- [Selected excerpt]:
·····
Skip to content
New issue

Have a question about this project? Sign up for a free GitHub account to open an issue and contact its maintainers and the community.

By clicking “Sign up for GitHub”, you agree to our terms of service and privacy statement. We’ll occasionally send you account related emails.

Already on GitHub? Sign in to your account

How should I use scrapy-playwright without downloading images? #51

Closed
phongtnit opened this issue Jan 25, 2022 · 8 comments
Closed

How should I use scrapy-playwright without downloading images? #51

phongtnit opened this issue Jan 25, 2022 · 8 comments

Comments

@phongtnit
Copy link

Hi,

Could anyone help me to use scrapy-playwright without downloading images?

Thanks for your support,

@elacuesta
Copy link
Member

This seems like a duplicate of #26, please reopen with more info if you don't agree.

@lime-n
Copy link

lime-n commented Feb 28, 2022

This seems like a duplicate of #26, please reopen with more info if you don't agree.

I have a question on this.

I have followed the example you provided in the answer to that thread, and from my initial thought I imagined no images would be downloaded, i.e. I would not get any response/requests sent to .jpeg attachements.

Here's the output I get:

 'playwright/context_count': 1,
 'playwright/page_count': 1,
 'playwright/page_count/closed': 1,
 'playwright/request_count': 30,
 'playwright/request_count/method/GET': 30,
 'playwright/request_count/navigation': 1,
 'playwright/request_count/resource_type/document': 1,
 'playwright/request_count/resource_type/font': 1,
 'playwright/request_count/resource_type/image': 20, #<- why are requests sent to images?
 'playwright/request_count/resource_type/script': 5,
 'playwright/request_count/resource_type/stylesheet': 3,

Perhaps I have misunderstood what context actually do - If I wanted no requests/responses sent/received from images how would I accomplish this or is this not the same as saying 'without downloading images'?

@elacuesta
Copy link
Member

Only #63 should be considered "in progress". That said, it's probably going to keep showing requests like that in the stats, because it relies on aborting requests caught by the Page.route method, while these stats are incremented via the request event. The playwright/request_count/blocked stat and lack of playwright/request_count/resource_type/image should be indicatives that it's working.

@lime-n
Copy link

lime-n commented Mar 1, 2022

Only #63 should be considered "in progress". That said, it's probably going to keep showing requests like that in the stats, because it relies on aborting requests caught by the Page.route method, while these stats are incremented via the request event. The playwright/request_count/blocked stat and lack of playwright/request_count/resource_type/image should be indicatives that it's working.

I checked the new books_block_request and it ran as expected!

Does this mean that I cannot use:

async def configure_context(name: str, context: BrowserContext) -> None:
        await context.route("**/*.{jpg}", lambda route: route.abort())

to abort responses? - because this still fails to block responses even when I updated with the latest handler.py. Instead, I must instantiate PLAYWRIGHT_ACCEPT_REQUEST_PREDICATE in the settings to abort specific responses? If so, thank you for the update. I have a few projects that will need to use this so I'll update you on any issues (if any.)

Edit:

  • Would it be simpler to block all responses by resource_type? i.e. if image abort all responses with this resource type. Perhaps giving this option as an additional parameter? as some users may only want to block specific images whilst others may want to block all of them. It will require less lines of code as some images do not end with an image extension and working around this will require more lines of code. i.e.
·····
- [Challenges]:
1. Transcribe the passage of the scrapy-playwright thread between "lime-n commented Mar" and "lambda route: route.abort())", inclusive.
2. Write the next part of the scrapy-playwright thread, picking up after its final words.

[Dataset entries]
·····
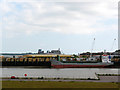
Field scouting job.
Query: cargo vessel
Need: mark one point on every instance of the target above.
(88, 64)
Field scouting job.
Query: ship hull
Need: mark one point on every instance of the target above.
(79, 66)
(59, 64)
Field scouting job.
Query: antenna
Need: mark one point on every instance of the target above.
(92, 47)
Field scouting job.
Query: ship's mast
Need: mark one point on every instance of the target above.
(113, 44)
(92, 47)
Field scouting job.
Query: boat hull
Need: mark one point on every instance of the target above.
(79, 66)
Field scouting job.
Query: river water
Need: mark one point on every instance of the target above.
(57, 73)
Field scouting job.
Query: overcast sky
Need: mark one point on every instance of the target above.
(71, 25)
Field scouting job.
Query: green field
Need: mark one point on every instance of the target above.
(54, 84)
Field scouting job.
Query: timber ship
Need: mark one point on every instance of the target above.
(88, 64)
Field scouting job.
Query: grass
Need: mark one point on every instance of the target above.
(54, 84)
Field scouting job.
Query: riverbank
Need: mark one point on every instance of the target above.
·····
- [Outputs]:
1.
lime-n commented Mar 1, 2022

Only #63 should be considered "in progress". That said, it's probably going to keep showing requests like that in the stats, because it relies on aborting requests caught by the Page.route method, while these stats are incremented via the request event. The playwright/request_count/blocked stat and lack of playwright/request_count/resource_type/image should be indicatives that it's working.

I checked the new books_block_request and it ran as expected!

Does this mean that I cannot use:

async def configure_context(name: str, context: BrowserContext) -> None:
        await context.route("**/*.{jpg}", lambda route: route.abort())

2.
#PLAYWRIGHT_ACCEPT_REQUEST_PREDICATE = lambda req: not req.url.endswith((".jpg", ".png", ".jpeg", ".svg"))
PLAYWRIGHT_ACCEPT_REQUEST_PREDICATE_TYPE = "image"

When we want to block multiple resource types:

PLAYWRIGHT_ACCEPT_REQUEST_PREDICATE_TYPE = ["image", "Doc", "Media"]

@elacuesta
Copy link
Member

That's correct, the configure_context approach was very much experimental (there wasn't even a PR). There are still some details to think about with the new approach as well, but the following should be enough for now to block requests based on resource type

PLAYWRIGHT_ACCEPT_REQUEST_PREDICATE = lambda req: req.resource_type not in ("image", "script")

@lime-n
Copy link

lime-n commented Mar 1, 2022

Thank you for the implementation - I agree, there's still more creative ideas for it's implementation. An additional one may be the following:

  1. To substantiate in the meta arguments, or handlers when to activate the settings argument for PLAYWRIGHT_ACCEPT_REQUEST_PREDICATE.

For the following reason:
If I am using PageCoroutine to log into a website I cannot remove some resource types as otherwise I won't have access to the login. After accessing the site, I may be making further requests to another domain belonging to the site. It may be useful to access the PLAYWRIGHT_ACCEPT_REQUEST_PREDICATE here and block response from multiples resources or file extensions. Although, making this multifunctional, for example -

meta = {
    'playwright_accept_request_predicate': {
        'activate':True,
        'position': 1
            }
}

activate would describe whether to activate the settings for PLAYWRIGHT_ACCEPT_REQUEST_PREDICATE for the requests in that method.

However, I'm not sure what will happen when the following is involved:

def first_parse(self, response):
 ...
    yield Request(
        meta = {
            'playwright_accept_request_predicate': {
            'activate':True,
            'position': 1
            }
    })

def second_parse(self, response):
...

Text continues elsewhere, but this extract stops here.